# Excerpt:
************

Question 5) Give the name and symbol of three elements that exist as diatomic molecules.

Question 6 

What is the molar mass of aluminum oxide, Al₂O₃?

Question 7 

What is the mass of 5.80 mol of carbon tetrachloride, CCl₄? The molar mass of carbon tetrachloride is 153.81 g/mol.

Question 8 

A chemist wants to make 100 mL of a standard solution. The chemist first dissolves the weighed quantity of solute in about 50 mL of water in a beaker, stirring with a stirring rod. The chemist then transfers this solution to a 100 mL volumetric flask. What should the chemist do before filling the volumetric flask to the volume mark and why?

Question 9 

What mass of potassium iodide, KI, is present in 2.00 L of 1.250 mol/L KI(aq)?show calculations

Question 10

What mass of silver nitrate, AgNO₃, is needed to make 500.0 mL of 0.600 mol/L AgNO₃(aq)? show calculations

Question 5 

H₂ - Hydrogen

N₂ - Nitrogen

O₂ - Oxygen

Question 6 

101.96 g/mol

Question 7 

892.098 g

Question 8 

When working with a solid solute, one weighs the material to the desired accuracy and transfers it carefully and completely to the volumetric flask. If solute is lost in transfer, the actual concentration of the resulting solution will be lower than the calculated value. Therefore, before filling the flask to mark, rinse first the beaker used to dissolve the solid in order to wash out and include in the flask all remaining solids in the beaker. This way, there would be no loss of solids during the transfer. Once the solute is dissolved, more solvent is added to bring the volume to the mark on the flask.

Question 9 

415.007 g

Question 10

50.961 g

Step-by-step explanation

Question 6

MW of Al2O3 = 2 x MW of Al + 3 x MW of O

MW of Al2O3 = 2 x 26.981 g/mol + 3 x 15.999 g/mol

MW of Al2O3 = 101.96 g/mol

Question 7

mass of CCl4 = Molar Mass x No. of Moles

mass of CCl4 = 153.81 g/mol x 5.80 moles

mass of CCl4 = 892.098 g

Question 9

What mass of potassium iodide, KI, is present in 2.00 L of 1.250 mol/L KI(aq)?show calculations

First determine the moles of KI in the solution using the formula:

moles KI = concentration x volume of solution

moles KI = 1.250 mol/L x 2 L

moles KI = 2.5 moles KI

Now that we know the moles of KI present, we use the molar mass of KI (166.0028 g/mol) to solve for the mass:

mass of KI = molar mass of KI x no. of moles

mass of KI = 166.0028 g/mol x 2.5 mol

mass of KI = 415.007 g

Question 10

What mass of silver nitrate, AgNO3, is needed to make 500.0 mL (equal to 0.5 L) of 0.600 mol/L AgNO3(aq)? show calculations

To solve this, we first need to determine how many moles of AgNO3 is needed to make the needed solution:

mol AgNO3 = concentration x volume

mol AgNO3 = 0.600 mol/L x 0.5 L

mol AgNO3 = 0.3 moles AgNO3

Now that we know the moles needed, we can now calculate the mass using the molar mass of AgNO3 (169.87 g/mol):

mass of AgNO3 = molar mass x moles

mass of AgNO3 = 169.87 g/mol x 0.3 mol

mass of AgNO3 = 50.961 g

************

# Extracted data:

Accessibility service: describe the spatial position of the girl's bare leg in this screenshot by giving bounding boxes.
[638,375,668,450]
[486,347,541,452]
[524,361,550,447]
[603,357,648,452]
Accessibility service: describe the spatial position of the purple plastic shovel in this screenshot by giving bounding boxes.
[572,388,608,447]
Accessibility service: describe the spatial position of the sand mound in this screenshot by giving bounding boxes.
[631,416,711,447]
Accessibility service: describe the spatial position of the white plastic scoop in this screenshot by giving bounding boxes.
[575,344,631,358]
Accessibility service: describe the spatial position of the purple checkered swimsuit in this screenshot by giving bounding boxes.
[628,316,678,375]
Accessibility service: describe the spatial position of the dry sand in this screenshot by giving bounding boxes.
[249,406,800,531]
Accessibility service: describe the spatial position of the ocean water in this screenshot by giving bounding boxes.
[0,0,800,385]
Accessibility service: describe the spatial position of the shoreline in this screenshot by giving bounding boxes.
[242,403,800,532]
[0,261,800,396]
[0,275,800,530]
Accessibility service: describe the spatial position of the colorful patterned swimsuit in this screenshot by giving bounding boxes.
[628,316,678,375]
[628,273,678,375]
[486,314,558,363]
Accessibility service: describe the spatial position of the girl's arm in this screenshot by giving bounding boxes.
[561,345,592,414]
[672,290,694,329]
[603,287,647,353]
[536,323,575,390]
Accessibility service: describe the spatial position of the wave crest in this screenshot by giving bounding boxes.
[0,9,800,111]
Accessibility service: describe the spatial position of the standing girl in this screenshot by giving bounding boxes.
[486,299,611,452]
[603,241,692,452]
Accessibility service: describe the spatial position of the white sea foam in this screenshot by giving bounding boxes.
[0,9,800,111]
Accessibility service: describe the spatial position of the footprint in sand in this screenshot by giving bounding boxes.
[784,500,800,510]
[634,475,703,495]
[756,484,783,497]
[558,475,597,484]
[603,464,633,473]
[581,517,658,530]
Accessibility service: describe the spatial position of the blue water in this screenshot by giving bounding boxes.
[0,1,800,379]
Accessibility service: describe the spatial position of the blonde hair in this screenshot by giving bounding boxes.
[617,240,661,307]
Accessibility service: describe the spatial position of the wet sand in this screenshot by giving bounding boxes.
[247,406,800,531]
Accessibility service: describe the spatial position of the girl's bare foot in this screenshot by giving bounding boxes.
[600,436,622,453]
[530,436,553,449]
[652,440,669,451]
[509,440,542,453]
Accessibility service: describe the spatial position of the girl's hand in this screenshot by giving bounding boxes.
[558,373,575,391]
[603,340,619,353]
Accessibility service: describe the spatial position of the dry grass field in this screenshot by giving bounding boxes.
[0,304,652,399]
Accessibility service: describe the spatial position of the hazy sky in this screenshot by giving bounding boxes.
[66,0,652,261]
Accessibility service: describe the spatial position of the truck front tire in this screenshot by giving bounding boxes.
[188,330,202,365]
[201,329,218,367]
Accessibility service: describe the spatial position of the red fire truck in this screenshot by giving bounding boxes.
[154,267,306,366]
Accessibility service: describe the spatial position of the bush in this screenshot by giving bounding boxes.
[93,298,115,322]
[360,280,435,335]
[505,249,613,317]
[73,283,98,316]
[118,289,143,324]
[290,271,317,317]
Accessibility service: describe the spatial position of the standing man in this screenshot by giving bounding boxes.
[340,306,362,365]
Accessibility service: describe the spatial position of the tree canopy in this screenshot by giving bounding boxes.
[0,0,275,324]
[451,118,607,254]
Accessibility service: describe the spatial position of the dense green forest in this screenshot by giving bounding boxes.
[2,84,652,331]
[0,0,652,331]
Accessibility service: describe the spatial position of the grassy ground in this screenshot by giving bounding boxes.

************

# Set of tasks:
1. In the chemistry worksheet, what molar mass is used for potassium iodide?
2. Swap "carbon tetrachloride" for "tetrachloromethane" in the chemistry worksheet, beginning at the words "Question 5) Give the" and stopping after "is 153.81 g/mol.".
The rows were taken from a separate source and have no link to the chemistry worksheet.

# Responses:
1. 166.0028 g/mol

2.
Question 5) Give the name and symbol of three elements that exist as diatomic molecules.

Question 6 

What is the molar mass of aluminum oxide, Al₂O₃?

Question 7 

What is the mass of 5.80 mol of tetrachloromethane, CCl₄? The molar mass of tetrachloromethane is 153.81 g/mol.